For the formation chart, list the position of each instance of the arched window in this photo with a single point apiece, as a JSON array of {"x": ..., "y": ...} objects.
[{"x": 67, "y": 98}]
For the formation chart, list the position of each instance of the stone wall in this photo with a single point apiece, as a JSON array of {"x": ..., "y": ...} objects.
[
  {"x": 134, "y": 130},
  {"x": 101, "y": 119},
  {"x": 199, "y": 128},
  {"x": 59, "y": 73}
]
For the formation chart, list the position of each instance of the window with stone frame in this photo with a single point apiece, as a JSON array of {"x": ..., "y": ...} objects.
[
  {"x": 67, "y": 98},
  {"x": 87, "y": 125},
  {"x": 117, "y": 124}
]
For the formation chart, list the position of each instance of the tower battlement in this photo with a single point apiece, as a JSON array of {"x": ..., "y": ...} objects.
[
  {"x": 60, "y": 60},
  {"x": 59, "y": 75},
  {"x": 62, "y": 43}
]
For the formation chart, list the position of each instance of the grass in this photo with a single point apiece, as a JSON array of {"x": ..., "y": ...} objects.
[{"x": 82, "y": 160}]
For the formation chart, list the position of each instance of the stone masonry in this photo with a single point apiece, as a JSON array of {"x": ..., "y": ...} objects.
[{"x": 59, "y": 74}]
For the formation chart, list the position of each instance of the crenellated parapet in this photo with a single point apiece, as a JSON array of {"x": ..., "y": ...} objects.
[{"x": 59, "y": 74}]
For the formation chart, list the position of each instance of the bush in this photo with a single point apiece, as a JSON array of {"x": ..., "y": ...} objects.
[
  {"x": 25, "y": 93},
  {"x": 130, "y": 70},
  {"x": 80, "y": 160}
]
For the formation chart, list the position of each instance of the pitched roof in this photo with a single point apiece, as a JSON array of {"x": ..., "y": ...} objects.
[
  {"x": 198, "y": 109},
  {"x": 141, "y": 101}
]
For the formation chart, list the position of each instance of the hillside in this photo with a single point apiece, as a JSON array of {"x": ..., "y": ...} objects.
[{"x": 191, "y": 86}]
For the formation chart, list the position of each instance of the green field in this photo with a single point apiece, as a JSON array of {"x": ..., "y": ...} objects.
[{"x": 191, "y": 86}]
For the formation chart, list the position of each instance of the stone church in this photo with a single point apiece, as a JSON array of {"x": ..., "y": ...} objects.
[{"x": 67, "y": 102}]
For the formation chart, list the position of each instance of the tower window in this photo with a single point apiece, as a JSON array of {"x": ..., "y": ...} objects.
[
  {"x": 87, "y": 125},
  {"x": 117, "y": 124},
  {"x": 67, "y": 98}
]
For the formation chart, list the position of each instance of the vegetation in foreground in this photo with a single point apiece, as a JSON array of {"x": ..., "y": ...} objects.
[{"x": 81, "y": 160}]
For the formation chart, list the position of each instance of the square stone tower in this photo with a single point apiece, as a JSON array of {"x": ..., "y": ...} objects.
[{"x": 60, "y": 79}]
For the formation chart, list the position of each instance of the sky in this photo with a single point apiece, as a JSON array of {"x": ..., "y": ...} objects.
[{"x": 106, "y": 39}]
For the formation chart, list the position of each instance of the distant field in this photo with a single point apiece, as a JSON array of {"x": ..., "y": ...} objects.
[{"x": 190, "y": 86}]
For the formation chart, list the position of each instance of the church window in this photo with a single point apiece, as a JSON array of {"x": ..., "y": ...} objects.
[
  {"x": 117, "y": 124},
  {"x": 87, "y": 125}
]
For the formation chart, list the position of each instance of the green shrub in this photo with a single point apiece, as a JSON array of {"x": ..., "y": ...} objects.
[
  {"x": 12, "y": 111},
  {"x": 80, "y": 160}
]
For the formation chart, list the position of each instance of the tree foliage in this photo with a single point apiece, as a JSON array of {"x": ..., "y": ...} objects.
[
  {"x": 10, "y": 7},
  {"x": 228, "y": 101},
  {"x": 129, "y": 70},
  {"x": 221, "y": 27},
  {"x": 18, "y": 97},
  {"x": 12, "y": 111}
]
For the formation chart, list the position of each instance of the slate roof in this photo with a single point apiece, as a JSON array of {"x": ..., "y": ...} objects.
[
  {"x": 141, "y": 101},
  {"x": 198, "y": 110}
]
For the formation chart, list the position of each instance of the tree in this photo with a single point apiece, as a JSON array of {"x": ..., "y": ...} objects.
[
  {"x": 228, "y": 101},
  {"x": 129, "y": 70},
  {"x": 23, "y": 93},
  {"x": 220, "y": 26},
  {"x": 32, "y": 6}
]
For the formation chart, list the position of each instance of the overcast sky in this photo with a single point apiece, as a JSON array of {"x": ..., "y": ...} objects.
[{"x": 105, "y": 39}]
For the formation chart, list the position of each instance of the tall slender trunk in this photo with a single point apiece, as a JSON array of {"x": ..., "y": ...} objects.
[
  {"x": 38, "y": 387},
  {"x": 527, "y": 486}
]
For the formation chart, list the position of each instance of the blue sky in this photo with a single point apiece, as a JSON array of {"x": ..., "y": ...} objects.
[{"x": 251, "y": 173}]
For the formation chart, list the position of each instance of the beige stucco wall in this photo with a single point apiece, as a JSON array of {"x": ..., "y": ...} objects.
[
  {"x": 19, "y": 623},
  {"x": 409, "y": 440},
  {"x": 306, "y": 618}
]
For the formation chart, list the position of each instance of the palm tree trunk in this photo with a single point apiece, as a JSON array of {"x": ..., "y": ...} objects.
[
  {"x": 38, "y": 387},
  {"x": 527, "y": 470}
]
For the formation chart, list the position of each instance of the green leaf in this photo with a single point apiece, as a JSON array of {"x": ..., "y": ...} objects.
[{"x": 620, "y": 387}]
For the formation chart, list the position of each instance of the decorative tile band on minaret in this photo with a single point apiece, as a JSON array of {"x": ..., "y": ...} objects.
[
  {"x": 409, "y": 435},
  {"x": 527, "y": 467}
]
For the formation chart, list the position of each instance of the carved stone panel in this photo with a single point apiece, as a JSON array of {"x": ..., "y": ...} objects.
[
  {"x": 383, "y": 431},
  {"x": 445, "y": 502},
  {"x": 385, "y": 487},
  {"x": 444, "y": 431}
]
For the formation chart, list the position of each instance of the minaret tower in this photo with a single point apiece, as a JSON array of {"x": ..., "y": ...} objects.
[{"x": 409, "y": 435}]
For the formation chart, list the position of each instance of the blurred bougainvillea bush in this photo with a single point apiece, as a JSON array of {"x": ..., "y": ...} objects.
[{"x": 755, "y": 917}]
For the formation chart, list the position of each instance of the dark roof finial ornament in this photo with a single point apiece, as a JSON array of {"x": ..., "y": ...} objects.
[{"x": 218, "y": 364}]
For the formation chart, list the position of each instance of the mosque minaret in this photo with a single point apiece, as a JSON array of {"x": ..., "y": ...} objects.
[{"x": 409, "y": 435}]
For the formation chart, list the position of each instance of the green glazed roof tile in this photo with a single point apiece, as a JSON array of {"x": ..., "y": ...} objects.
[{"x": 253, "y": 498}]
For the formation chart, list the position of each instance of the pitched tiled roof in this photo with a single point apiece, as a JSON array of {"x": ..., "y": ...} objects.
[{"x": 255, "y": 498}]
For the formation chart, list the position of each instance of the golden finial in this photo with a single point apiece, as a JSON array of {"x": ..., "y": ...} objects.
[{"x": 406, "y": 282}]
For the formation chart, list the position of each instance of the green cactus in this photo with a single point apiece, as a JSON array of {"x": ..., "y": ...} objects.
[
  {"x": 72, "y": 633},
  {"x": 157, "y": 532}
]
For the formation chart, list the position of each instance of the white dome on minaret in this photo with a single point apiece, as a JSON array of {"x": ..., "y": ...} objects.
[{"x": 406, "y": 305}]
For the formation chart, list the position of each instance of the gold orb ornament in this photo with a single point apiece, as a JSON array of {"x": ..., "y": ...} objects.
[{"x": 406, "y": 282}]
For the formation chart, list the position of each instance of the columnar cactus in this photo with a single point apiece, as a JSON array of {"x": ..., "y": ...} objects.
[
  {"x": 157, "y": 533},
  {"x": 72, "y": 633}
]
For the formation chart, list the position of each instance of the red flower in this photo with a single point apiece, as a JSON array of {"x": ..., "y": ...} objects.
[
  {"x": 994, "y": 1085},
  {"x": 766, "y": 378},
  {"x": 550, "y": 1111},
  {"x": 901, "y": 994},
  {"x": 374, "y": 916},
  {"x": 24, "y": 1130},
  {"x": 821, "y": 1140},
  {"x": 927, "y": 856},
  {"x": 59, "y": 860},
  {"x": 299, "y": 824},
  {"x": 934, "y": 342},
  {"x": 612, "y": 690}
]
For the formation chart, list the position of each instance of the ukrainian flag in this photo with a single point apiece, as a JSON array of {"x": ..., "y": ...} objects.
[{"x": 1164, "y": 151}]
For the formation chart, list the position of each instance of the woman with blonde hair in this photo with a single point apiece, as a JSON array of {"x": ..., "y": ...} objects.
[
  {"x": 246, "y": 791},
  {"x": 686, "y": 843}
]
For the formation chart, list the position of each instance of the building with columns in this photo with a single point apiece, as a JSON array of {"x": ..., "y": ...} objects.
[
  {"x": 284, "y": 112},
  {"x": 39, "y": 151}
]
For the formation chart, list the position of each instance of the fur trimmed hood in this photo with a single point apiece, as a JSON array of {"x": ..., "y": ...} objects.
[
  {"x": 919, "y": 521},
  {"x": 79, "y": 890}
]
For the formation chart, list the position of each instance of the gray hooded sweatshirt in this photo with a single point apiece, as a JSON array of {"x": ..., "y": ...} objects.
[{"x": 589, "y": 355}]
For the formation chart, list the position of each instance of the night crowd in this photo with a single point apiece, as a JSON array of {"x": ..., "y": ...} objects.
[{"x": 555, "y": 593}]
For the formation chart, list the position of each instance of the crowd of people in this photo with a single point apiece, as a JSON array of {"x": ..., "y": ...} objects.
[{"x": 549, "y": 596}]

● ● ●

__What you have to do__
Exactly as written, give again every line from the one containing "of the gray" through the last line of the material above, and no other lines.

__Task answer__
For the formation chart, list the position of each instance of the gray hooded sweatshirt in this photo with a single point apiece, as a JSON array of {"x": ..., "y": ...} objects.
[{"x": 589, "y": 355}]
For the formation chart, list the position of each instance of the night crowd in this photo with a single point apiece, as a JSON array of {"x": ..., "y": ...} objects.
[{"x": 555, "y": 593}]
For the formation chart, list the position of each instance of the crowd of people in this photo with a single point apiece, as a JSON array of {"x": ..., "y": ...} objects.
[{"x": 549, "y": 596}]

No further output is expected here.